**SHORT PROBLEM:**
Render the lines below as a numbered list with blank lines omitted, starting at the line that contains "Would you please locate the grassy" and continuing through the last of these lines, both ends included.

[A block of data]

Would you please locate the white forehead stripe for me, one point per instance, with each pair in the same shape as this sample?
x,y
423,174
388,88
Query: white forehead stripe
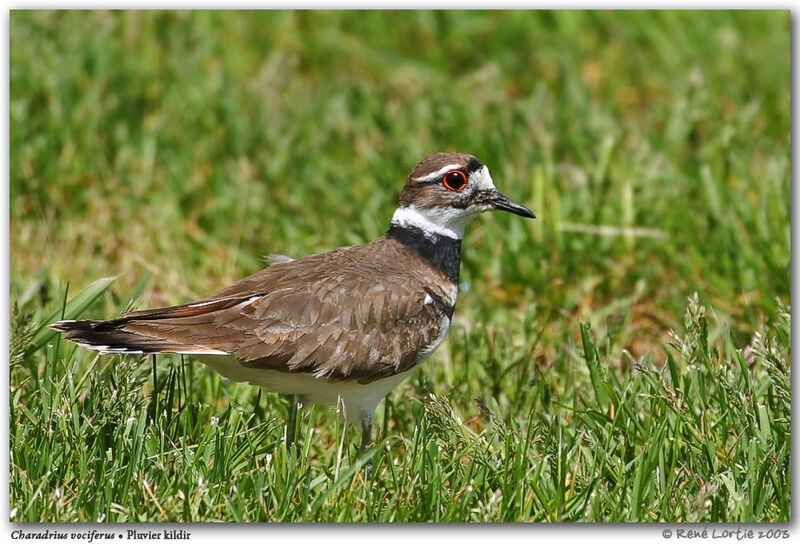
x,y
410,216
439,172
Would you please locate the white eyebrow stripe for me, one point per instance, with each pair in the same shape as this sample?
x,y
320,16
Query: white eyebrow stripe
x,y
439,172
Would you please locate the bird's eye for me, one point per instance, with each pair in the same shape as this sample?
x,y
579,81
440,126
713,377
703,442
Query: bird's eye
x,y
455,180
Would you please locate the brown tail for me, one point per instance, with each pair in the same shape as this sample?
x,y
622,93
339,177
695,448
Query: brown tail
x,y
116,336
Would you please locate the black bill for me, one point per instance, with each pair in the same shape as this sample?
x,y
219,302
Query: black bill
x,y
501,202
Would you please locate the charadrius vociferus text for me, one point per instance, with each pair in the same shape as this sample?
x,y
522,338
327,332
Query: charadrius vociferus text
x,y
350,323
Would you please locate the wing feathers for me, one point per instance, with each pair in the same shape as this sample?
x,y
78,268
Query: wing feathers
x,y
330,314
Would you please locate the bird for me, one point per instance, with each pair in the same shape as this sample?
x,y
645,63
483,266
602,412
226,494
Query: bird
x,y
343,326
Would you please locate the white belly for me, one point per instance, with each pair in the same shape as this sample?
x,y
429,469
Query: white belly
x,y
358,398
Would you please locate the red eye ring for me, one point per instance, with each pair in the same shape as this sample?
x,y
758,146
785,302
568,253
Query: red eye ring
x,y
454,180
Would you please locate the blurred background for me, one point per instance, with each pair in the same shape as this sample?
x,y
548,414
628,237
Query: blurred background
x,y
174,150
653,147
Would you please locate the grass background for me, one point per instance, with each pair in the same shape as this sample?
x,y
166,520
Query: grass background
x,y
582,378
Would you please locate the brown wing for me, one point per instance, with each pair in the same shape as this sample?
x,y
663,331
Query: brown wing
x,y
335,315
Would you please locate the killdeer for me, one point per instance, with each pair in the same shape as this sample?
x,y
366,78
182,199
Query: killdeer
x,y
349,324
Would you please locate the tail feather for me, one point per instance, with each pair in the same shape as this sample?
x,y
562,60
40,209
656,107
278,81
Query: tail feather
x,y
109,336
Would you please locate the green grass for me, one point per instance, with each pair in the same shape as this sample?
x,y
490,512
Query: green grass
x,y
626,357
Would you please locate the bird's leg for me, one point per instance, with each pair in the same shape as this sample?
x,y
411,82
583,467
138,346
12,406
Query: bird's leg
x,y
291,425
366,438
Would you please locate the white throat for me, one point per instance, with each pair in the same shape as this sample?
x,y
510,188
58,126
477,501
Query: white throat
x,y
444,221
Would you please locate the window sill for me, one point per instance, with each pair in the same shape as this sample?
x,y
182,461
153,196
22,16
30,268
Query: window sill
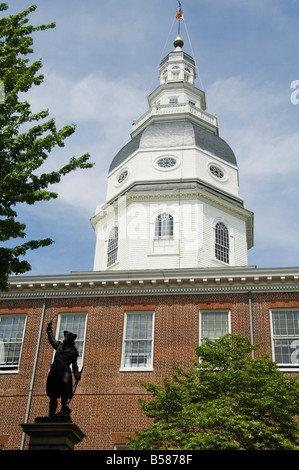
x,y
284,368
5,371
136,369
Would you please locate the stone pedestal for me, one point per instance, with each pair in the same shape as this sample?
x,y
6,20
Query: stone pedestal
x,y
57,433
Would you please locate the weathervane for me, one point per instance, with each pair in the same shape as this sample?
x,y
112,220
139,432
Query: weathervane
x,y
179,16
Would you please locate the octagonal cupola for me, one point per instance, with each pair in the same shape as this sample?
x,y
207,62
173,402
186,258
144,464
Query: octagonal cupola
x,y
177,66
173,190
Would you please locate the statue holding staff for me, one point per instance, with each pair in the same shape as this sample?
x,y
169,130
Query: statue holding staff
x,y
59,381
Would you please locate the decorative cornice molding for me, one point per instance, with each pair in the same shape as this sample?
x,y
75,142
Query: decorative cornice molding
x,y
140,283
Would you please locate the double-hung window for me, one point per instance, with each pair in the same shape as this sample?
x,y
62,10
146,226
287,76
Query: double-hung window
x,y
164,225
138,341
285,337
112,247
221,243
11,340
214,324
76,323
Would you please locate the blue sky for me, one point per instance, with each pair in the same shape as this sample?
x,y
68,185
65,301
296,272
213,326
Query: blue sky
x,y
100,64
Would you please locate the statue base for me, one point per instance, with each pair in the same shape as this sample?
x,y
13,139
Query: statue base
x,y
53,433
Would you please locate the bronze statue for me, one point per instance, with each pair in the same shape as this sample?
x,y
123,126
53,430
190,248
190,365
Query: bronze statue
x,y
59,381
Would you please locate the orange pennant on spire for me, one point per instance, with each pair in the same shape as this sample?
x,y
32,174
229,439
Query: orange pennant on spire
x,y
179,14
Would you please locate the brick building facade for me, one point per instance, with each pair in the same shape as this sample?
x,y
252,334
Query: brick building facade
x,y
105,405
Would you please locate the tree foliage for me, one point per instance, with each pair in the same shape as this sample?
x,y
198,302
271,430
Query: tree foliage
x,y
226,401
26,139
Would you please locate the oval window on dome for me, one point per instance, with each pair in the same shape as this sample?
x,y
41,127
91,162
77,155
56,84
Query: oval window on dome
x,y
216,171
166,162
122,176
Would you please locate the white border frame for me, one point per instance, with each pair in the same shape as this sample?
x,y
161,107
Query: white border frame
x,y
137,369
282,367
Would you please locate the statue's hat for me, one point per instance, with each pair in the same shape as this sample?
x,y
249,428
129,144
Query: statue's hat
x,y
69,335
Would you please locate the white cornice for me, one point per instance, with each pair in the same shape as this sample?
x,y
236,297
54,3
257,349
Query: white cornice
x,y
152,282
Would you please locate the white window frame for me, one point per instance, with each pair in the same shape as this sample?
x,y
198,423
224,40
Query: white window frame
x,y
14,368
59,333
227,311
221,247
164,225
112,247
149,367
287,367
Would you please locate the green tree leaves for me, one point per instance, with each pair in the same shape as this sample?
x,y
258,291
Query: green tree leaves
x,y
226,401
26,140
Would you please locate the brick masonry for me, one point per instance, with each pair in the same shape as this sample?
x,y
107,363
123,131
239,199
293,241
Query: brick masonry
x,y
106,402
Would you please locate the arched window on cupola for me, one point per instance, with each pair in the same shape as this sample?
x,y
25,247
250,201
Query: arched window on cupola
x,y
222,242
112,246
164,225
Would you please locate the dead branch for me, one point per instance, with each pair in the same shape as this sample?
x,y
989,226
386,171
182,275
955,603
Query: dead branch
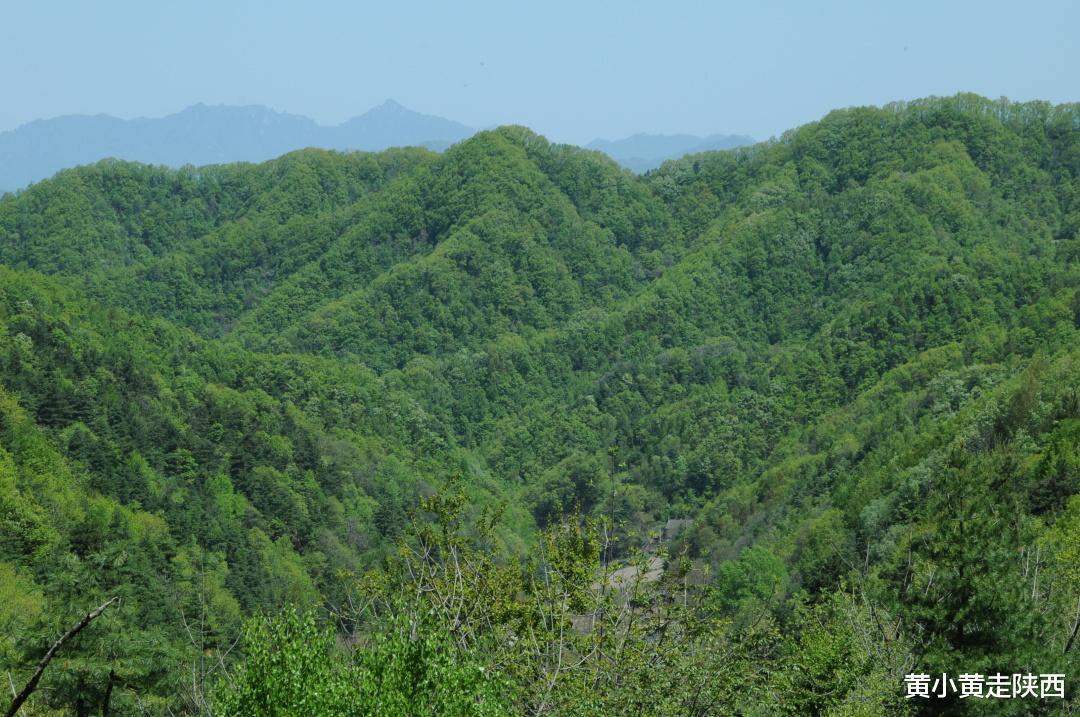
x,y
75,630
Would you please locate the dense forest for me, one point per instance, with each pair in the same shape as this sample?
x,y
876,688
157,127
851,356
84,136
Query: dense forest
x,y
510,430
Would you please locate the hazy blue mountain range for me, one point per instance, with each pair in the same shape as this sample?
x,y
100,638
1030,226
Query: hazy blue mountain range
x,y
205,134
642,152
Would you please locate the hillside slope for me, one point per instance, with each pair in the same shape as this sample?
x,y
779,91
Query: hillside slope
x,y
848,356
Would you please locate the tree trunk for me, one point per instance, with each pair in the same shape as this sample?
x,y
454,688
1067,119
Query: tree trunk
x,y
75,630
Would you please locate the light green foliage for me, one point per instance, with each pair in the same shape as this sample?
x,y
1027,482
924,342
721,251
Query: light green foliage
x,y
844,357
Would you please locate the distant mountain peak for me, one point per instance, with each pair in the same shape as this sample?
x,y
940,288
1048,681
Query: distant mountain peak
x,y
644,151
208,134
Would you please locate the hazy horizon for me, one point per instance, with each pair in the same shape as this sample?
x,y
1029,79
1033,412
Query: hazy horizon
x,y
607,70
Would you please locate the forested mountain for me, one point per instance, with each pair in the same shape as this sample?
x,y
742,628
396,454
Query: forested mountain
x,y
822,392
642,152
204,134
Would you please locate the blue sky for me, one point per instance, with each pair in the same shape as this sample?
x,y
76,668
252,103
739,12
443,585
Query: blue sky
x,y
571,70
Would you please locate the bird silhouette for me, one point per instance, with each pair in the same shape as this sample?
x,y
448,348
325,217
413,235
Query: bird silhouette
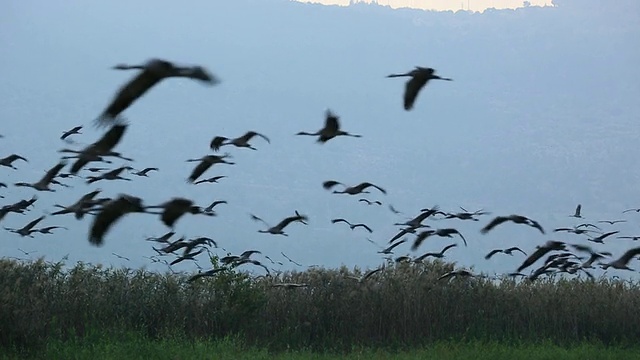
x,y
242,141
7,161
152,72
330,130
419,78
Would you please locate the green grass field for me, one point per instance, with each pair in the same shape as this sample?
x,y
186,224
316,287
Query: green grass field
x,y
51,312
132,346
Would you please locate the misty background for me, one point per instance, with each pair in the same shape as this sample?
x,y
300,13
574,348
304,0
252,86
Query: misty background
x,y
542,115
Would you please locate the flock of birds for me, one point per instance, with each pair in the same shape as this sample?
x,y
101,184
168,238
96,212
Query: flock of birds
x,y
106,212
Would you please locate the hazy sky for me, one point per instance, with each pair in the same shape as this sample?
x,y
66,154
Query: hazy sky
x,y
440,5
542,115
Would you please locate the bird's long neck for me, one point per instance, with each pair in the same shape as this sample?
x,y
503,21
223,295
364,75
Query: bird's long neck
x,y
399,75
129,67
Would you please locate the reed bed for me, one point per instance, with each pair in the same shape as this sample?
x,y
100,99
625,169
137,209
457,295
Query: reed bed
x,y
402,306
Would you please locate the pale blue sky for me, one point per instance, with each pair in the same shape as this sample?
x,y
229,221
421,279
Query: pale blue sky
x,y
541,115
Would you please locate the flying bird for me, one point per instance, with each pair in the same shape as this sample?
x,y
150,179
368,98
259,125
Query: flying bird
x,y
175,208
242,141
622,262
144,172
541,251
205,163
352,226
366,275
438,255
7,161
103,147
518,219
508,251
73,131
210,180
419,78
110,213
351,190
612,222
576,214
600,239
278,229
28,229
43,184
151,73
330,130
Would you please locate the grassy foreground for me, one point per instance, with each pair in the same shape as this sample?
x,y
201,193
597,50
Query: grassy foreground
x,y
404,311
135,346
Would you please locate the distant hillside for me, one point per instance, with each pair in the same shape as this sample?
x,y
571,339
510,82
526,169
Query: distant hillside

**RESPONSE BELOW:**
1. Would you please locate the grassy foreground for me, one point per instance, with each pair in the same shape as this sample?
2. x,y
3. 201,193
4. 597,50
5. Query: grassy foreground
6. x,y
7. 404,311
8. 135,346
9. Would you please locate the distant hillside for me, one point per instance, with each pair in the same shape as this sample?
10. x,y
11. 571,339
12. 510,82
13. 526,169
14. Query: distant hillside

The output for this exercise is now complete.